> GIVEN PROBLEM: Copy out every line exactly as given.

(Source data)
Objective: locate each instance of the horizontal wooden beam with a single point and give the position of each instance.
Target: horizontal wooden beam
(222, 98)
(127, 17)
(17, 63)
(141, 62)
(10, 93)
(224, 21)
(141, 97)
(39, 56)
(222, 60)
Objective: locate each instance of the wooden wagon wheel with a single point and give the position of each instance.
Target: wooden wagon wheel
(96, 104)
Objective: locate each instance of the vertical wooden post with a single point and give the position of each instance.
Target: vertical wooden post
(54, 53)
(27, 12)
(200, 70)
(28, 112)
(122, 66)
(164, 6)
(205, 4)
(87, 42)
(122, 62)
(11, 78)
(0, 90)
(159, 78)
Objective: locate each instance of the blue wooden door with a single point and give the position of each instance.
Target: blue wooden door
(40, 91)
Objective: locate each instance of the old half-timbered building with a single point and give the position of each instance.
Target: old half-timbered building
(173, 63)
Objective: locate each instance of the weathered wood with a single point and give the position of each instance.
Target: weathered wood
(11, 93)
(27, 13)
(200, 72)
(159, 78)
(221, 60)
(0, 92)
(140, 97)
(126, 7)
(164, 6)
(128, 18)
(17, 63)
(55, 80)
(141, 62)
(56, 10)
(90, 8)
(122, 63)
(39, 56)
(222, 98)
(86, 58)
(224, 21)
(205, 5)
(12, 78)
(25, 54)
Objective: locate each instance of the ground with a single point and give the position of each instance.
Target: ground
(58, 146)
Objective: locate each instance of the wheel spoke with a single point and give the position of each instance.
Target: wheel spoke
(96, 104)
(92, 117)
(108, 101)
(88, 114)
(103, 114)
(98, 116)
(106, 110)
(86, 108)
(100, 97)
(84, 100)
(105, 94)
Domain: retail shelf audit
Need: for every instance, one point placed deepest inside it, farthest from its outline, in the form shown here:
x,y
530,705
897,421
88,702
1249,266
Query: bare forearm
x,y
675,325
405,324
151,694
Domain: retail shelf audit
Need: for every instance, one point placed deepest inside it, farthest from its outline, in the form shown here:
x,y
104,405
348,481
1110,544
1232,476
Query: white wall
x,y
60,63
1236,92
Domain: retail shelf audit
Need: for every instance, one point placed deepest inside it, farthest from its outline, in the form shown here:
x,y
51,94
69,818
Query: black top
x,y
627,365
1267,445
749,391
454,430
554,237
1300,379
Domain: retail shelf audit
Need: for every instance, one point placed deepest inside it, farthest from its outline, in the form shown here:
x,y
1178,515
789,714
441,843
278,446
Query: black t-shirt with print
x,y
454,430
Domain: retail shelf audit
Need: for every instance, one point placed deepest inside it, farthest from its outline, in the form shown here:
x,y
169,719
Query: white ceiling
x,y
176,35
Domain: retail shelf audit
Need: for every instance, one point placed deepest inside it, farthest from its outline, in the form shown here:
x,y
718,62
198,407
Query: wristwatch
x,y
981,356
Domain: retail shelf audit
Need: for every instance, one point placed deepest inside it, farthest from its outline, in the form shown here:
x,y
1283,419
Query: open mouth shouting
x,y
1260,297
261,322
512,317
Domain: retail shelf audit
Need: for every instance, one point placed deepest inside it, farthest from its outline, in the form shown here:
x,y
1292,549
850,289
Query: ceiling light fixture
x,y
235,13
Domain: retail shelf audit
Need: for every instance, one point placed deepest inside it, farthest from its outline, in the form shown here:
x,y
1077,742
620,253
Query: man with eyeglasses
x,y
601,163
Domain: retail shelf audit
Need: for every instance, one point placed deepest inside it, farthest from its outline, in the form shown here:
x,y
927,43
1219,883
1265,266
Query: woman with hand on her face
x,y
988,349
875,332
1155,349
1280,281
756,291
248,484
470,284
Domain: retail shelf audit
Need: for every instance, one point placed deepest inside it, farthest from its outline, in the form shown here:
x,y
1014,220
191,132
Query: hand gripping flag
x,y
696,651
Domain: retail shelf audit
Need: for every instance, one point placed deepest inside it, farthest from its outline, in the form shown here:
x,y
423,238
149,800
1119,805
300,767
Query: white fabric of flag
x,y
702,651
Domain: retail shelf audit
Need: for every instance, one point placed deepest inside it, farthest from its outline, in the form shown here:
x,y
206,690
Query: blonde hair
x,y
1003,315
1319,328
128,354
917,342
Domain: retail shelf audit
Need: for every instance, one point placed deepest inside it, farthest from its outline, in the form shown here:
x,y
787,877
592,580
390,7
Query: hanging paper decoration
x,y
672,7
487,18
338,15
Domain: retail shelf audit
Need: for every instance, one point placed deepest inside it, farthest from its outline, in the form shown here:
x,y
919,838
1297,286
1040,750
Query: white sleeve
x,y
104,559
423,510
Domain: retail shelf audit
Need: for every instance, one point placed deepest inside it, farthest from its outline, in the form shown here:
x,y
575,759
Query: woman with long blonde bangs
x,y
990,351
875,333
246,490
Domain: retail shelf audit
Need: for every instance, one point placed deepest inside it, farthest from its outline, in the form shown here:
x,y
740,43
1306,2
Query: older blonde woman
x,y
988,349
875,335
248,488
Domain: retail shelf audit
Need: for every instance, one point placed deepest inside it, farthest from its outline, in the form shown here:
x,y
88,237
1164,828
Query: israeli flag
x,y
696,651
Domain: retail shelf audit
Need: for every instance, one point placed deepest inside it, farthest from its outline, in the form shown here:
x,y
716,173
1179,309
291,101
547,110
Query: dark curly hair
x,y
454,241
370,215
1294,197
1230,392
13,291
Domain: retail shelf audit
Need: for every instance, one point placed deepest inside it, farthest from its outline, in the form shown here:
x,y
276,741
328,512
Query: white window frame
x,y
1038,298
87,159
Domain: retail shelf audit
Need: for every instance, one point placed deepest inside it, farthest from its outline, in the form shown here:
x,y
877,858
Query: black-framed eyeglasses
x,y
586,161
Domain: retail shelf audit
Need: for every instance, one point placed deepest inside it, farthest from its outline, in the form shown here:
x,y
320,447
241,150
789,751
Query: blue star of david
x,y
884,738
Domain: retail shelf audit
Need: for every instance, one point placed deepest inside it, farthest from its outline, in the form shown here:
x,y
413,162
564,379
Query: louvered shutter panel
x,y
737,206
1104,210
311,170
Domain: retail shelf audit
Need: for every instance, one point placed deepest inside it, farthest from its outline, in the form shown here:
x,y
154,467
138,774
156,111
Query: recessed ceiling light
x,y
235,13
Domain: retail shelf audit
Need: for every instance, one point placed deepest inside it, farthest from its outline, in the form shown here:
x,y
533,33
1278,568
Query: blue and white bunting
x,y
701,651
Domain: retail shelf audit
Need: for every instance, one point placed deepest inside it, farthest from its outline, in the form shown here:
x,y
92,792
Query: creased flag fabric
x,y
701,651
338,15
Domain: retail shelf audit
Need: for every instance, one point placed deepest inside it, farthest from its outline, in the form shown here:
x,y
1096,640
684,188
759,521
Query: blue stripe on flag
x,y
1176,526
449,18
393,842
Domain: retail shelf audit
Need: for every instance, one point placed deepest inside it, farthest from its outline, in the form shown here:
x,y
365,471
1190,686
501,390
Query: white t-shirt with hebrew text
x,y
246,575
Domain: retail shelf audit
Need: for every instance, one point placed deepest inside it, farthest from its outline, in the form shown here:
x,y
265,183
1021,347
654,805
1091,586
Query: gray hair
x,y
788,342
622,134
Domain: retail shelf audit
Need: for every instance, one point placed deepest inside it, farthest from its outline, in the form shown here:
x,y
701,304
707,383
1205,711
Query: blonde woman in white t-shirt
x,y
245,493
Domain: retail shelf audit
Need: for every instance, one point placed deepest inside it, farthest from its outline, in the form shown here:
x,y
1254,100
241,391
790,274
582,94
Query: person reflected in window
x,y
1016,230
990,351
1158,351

> FULL RESPONSE:
Objective: locate each instance of the horizontal wooden beam with a single point and give the position of each instance.
Target: horizontal wooden beam
(222, 98)
(127, 17)
(17, 63)
(141, 62)
(10, 93)
(224, 21)
(141, 97)
(39, 56)
(222, 60)
Objective: locate each instance of the wooden wagon wheel with a single point and give the position of each instance.
Target: wooden wagon wheel
(96, 104)
Objective: locate each instance of the vertical wooden post with a single point and give the position of each instance.
Target: vertical wooden post
(54, 53)
(27, 12)
(200, 70)
(28, 112)
(122, 66)
(164, 6)
(205, 4)
(87, 42)
(122, 62)
(11, 78)
(0, 90)
(159, 78)
Objective: locate each instance of the blue wooden door with a single point and give the position of each instance.
Target: blue wooden door
(40, 91)
Objective: locate each instance of the old half-timbered building with a single point and give the position of each instance.
Target: old half-timbered building
(173, 63)
Objective: locate each instance of the weathered wood with a single point and give the position of each instance.
Target: weathered wood
(11, 93)
(27, 13)
(200, 72)
(159, 78)
(221, 60)
(0, 92)
(140, 97)
(126, 7)
(164, 6)
(128, 18)
(17, 63)
(55, 80)
(141, 62)
(56, 10)
(90, 8)
(122, 63)
(39, 56)
(222, 98)
(86, 58)
(224, 21)
(205, 5)
(12, 78)
(25, 54)
Objective: locate each instance of the ground with a single point and give the position of each instance.
Target: ground
(58, 146)
Objective: locate each instance of the wheel spoke with a single point and give the position of each instance.
Target: wheel spoke
(96, 104)
(92, 117)
(108, 101)
(88, 114)
(103, 114)
(98, 116)
(106, 110)
(86, 108)
(100, 97)
(84, 100)
(105, 94)
Domain: retail shelf audit
Need: for every instance, one point placed deepest inside it, farthest from its outline, in the form shown here:
x,y
530,705
897,421
88,702
1249,266
Query: bare forearm
x,y
675,325
405,324
151,694
Domain: retail shelf audit
Need: for every instance, one point placed deepest inside it, farthest from its outline, in the form shown here:
x,y
104,405
348,481
1110,544
1232,476
Query: white wall
x,y
60,63
1236,92
Domain: retail shelf audit
Need: for every instance, one point placed deepest inside it, farthest from its outline, in the form shown here:
x,y
51,94
69,818
Query: black top
x,y
627,365
1267,445
749,391
454,430
554,237
1300,379
Domain: retail shelf audit
Need: for every instance, one point placed deepest inside it, farthest from its outline, in the form shown here:
x,y
1178,515
789,714
441,843
278,446
Query: black t-shirt with print
x,y
454,430
Domain: retail shelf audit
Need: for every instance, one point placed deepest inside it, farthest from its outline, in the form shown here:
x,y
169,719
Query: white ceiling
x,y
176,35
Domain: retail shelf audit
Need: for every instance, one point placed deepest inside it, farthest from its outline, in the form shown here:
x,y
718,62
198,407
Query: wristwatch
x,y
981,356
Domain: retail shelf audit
Need: for every instance, one point placed deepest inside it, farthest from its outline, in the form shown here:
x,y
1283,419
Query: open mouth shouting
x,y
1260,297
261,322
512,317
Domain: retail shelf audit
Need: for every instance, one point placed deepest inside it, farthest from its outline, in the form shown here:
x,y
1292,549
850,289
Query: ceiling light fixture
x,y
235,13
Domain: retail shelf audit
Need: for every instance, one point placed deepest inside it, farthest from its outline, in the form shown here:
x,y
1077,742
620,253
Query: man with eyeglasses
x,y
601,163
Domain: retail shelf audit
Need: for every instance, one point placed deepest inside it, farthest from its outline, in the form shown here:
x,y
927,43
1219,883
1265,266
Query: woman with hand on her face
x,y
988,349
875,332
1155,349
1280,281
756,291
248,484
470,284
Domain: retail shelf audit
Need: for every instance, one point placed deepest inside it, farthest from its outline, in the form shown here:
x,y
1014,220
191,132
Query: hand gripping flag
x,y
696,651
Domain: retail shelf audit
Need: for every instance, one point placed deepest inside it, farthest from its outline, in the form shown here:
x,y
423,238
149,800
1119,805
300,767
Query: white fabric of flag
x,y
702,651
Domain: retail shelf audit
Need: for every instance, one point placed deepest inside it, farthest from its outline, in the form shown here:
x,y
206,690
Query: blonde hair
x,y
1003,315
1319,328
128,354
917,342
Domain: retail shelf audit
Need: for every instance, one point placed deepest inside it, farthest from its outline, in the form shown here:
x,y
787,877
592,580
390,7
Query: hanging paper decoration
x,y
672,7
487,18
338,15
Domain: retail shelf audit
Need: for every instance, one point placed deepest inside it, farthest from its outline, in the form shown here:
x,y
919,838
1297,286
1040,750
Query: white sleeve
x,y
104,559
423,510
Domain: retail shelf audit
Need: for every instance, one point placed deepest inside it, farthest from its outline, in the form shown here:
x,y
575,759
Query: woman with long blonde bangs
x,y
990,351
875,333
246,490
Domain: retail shelf audit
Need: for every instance, one point placed deepest inside it, farthest from its outline, in the form shown here:
x,y
740,43
1306,2
Query: older blonde woman
x,y
988,349
875,335
248,488
Domain: retail shelf audit
Need: for every instance, one point placed deepest inside it, farthest from its outline, in the form shown here:
x,y
88,237
1164,828
Query: israeli flag
x,y
696,651
Domain: retail shelf audit
Need: for every instance, one point placed deepest inside it, farthest from its outline, in the form shown here:
x,y
716,173
1179,309
291,101
547,110
Query: dark curly hair
x,y
454,241
370,215
1294,197
1230,392
13,291
Domain: retail shelf audit
Need: for every instance, one point placed deepest inside it, farthest from its outline, in the form shown here:
x,y
276,741
328,512
Query: white window frame
x,y
1038,298
87,159
Domain: retail shelf audit
Need: for every instance, one point placed deepest inside it, farthest from its outline, in the form shown here:
x,y
877,858
Query: black-framed eyeglasses
x,y
586,161
Domain: retail shelf audit
Need: for every instance, one point placed deepest inside it, farthest from its outline, in the form shown here:
x,y
320,447
241,150
789,751
Query: blue star of david
x,y
884,738
Domain: retail shelf audit
Need: for every instance, one point placed deepest inside it, farthest from its outline, in the form shown here:
x,y
413,162
564,379
Query: louvered shutter panel
x,y
737,206
1104,210
311,170
Domain: retail shelf audit
Need: for every instance, one point placed deepest inside it, farthest from its outline, in the form shown here:
x,y
154,467
138,774
156,111
Query: recessed ceiling light
x,y
235,13
Domain: retail shelf audit
Need: for every instance, one point placed deepest inside it, farthest from its outline, in the form shown here:
x,y
533,33
1278,568
Query: blue and white bunting
x,y
701,651
Domain: retail shelf audit
Need: for every instance, one point placed deepest inside it, farthest from its outline, in the form shown here:
x,y
92,792
Query: creased flag fabric
x,y
701,651
338,15
Domain: retail shelf audit
Need: for every instance, one point placed deepest inside it, farthest from its outline, in the form shown here:
x,y
1096,640
684,188
759,521
Query: blue stripe on flag
x,y
1176,526
449,18
393,842
Domain: retail shelf audit
Need: for every instance, one point placed deepest inside it, farthest from its outline, in the form shown here:
x,y
365,471
1190,686
501,390
Query: white t-shirt with hebrew text
x,y
246,575
Domain: retail shelf audit
Need: for every instance, one point placed deepest inside it, farthest from its outline, in the form shown here:
x,y
265,183
1021,347
654,805
1091,586
Query: gray hair
x,y
788,342
622,134
Domain: retail shelf audit
Need: for every instance, one point placed deepest inside it, farthest from its outline, in the form shown here:
x,y
701,304
707,383
1205,711
Query: blonde woman in white t-shirt
x,y
245,493
Domain: retail shelf audit
Need: for every instance, one point placed deepest inside it, farthest from its outline, in the form shown here:
x,y
1254,100
241,391
790,274
582,94
Query: person reflected in window
x,y
1016,230
990,351
1158,351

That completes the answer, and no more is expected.